- Task directions:
Starting at the line that contains "tag gray baseball jersey" and ending at the line that contains "[209,77,300,158]", give the records below as a JSON list of strings, one string per line and no strings for blank lines.

- The data:
________________________________________

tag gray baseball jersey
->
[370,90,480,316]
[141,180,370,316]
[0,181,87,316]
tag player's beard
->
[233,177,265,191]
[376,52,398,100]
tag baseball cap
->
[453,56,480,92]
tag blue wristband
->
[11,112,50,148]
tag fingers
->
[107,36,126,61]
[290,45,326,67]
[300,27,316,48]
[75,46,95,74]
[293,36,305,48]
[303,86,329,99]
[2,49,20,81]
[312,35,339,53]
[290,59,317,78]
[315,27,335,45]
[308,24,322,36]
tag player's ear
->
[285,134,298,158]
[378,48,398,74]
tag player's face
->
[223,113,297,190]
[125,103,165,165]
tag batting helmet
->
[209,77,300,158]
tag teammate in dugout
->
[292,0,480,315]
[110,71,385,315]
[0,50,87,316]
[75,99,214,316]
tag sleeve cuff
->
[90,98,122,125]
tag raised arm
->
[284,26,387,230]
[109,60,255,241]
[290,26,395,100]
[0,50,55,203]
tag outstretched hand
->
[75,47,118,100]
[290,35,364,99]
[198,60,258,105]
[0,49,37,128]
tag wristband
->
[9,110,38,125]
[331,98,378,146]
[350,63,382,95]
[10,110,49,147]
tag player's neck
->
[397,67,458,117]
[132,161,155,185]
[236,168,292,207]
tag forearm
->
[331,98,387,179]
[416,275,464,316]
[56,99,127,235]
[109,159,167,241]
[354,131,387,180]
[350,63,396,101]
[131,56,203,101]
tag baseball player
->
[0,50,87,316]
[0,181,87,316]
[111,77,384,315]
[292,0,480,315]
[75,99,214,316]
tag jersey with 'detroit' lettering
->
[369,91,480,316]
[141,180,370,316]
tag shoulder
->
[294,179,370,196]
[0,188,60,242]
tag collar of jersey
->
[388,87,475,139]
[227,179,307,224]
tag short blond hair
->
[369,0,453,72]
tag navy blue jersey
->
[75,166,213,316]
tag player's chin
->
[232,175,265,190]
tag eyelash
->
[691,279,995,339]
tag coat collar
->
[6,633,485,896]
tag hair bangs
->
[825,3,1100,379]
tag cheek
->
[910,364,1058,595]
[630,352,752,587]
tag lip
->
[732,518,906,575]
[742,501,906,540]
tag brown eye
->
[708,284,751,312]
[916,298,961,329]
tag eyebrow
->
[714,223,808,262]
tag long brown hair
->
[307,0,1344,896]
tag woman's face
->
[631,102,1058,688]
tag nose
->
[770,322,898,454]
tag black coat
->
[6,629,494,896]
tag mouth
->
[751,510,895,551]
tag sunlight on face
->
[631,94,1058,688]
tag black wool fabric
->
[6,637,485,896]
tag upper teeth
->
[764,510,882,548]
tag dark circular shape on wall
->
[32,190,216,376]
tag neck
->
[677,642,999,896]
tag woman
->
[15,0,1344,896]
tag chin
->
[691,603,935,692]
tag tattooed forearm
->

________________________________________

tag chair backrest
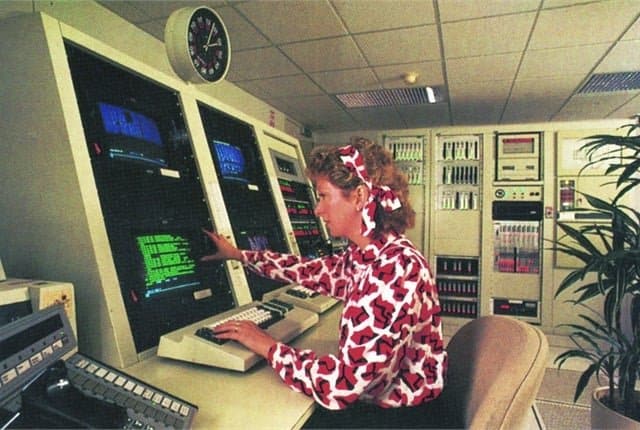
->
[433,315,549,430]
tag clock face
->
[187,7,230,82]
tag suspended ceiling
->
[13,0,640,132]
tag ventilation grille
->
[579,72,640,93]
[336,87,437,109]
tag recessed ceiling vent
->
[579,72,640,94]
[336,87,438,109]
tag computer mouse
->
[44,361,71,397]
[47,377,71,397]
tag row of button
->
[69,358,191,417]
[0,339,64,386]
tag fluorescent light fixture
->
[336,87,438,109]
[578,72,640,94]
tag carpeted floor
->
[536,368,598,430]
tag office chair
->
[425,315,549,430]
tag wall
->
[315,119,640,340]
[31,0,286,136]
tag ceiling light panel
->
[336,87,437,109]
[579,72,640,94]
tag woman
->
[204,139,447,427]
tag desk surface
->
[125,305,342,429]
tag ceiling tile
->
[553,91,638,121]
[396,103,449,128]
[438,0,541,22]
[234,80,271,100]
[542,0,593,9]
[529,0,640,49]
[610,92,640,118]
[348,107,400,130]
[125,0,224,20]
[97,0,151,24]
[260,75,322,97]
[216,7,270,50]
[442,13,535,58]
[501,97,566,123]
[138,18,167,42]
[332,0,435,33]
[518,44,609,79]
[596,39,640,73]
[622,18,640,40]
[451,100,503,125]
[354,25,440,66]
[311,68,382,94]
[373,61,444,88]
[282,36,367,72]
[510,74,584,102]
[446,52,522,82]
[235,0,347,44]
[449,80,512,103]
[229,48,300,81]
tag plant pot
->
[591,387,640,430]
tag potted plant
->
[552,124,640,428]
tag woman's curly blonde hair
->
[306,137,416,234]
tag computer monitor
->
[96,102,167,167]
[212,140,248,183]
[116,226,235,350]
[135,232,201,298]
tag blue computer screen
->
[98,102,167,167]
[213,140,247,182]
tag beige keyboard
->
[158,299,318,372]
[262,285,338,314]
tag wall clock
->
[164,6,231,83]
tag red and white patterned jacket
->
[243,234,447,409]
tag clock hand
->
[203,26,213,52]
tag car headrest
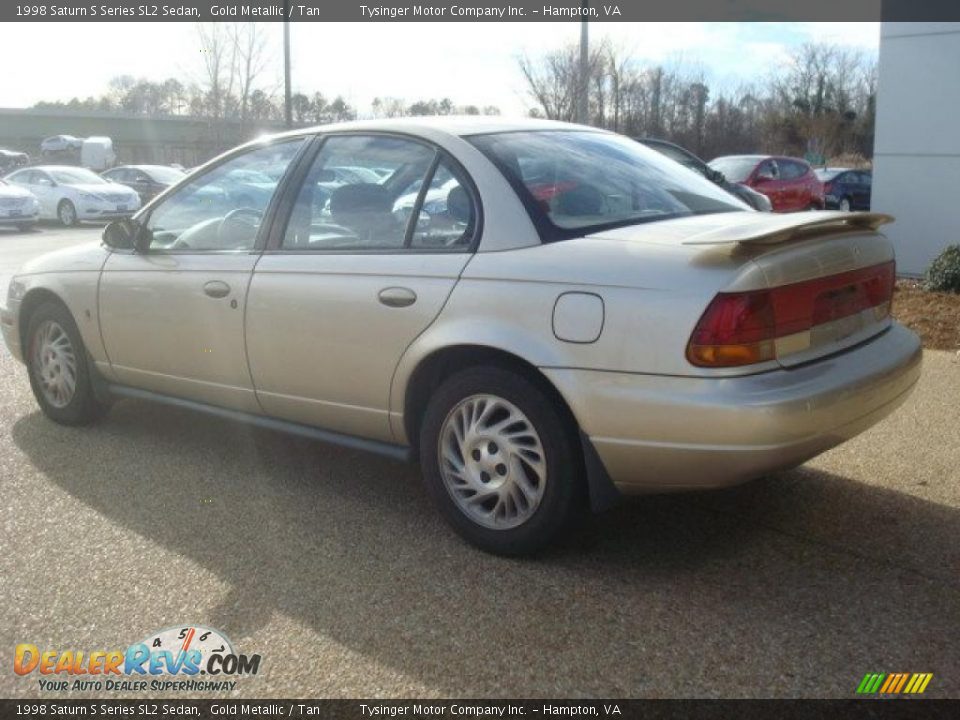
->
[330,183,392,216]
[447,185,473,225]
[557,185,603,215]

________________________________________

- Correct response:
[
  "tag gray baseball jersey",
  "->",
  "[370,90,480,316]",
  "[141,180,370,316]",
  "[0,181,87,316]",
  "tag player's beard",
  "->",
  "[233,177,265,191]",
  "[376,52,398,100]",
  "tag baseball cap",
  "->",
  "[453,56,480,92]",
  "tag blue wristband",
  "->",
  "[11,112,50,148]",
  "tag fingers",
  "->",
  "[107,36,126,61]",
  "[290,45,326,67]",
  "[300,27,316,48]",
  "[75,46,95,74]",
  "[293,36,305,48]",
  "[303,86,329,99]",
  "[2,49,20,81]",
  "[312,35,339,53]",
  "[290,59,317,78]",
  "[315,27,335,45]",
  "[308,24,322,36]",
  "tag player's ear",
  "->",
  "[285,134,298,158]",
  "[378,48,398,74]",
  "tag player's face",
  "->",
  "[223,113,297,190]",
  "[125,103,165,165]",
  "tag batting helmet",
  "->",
  "[209,77,300,158]"
]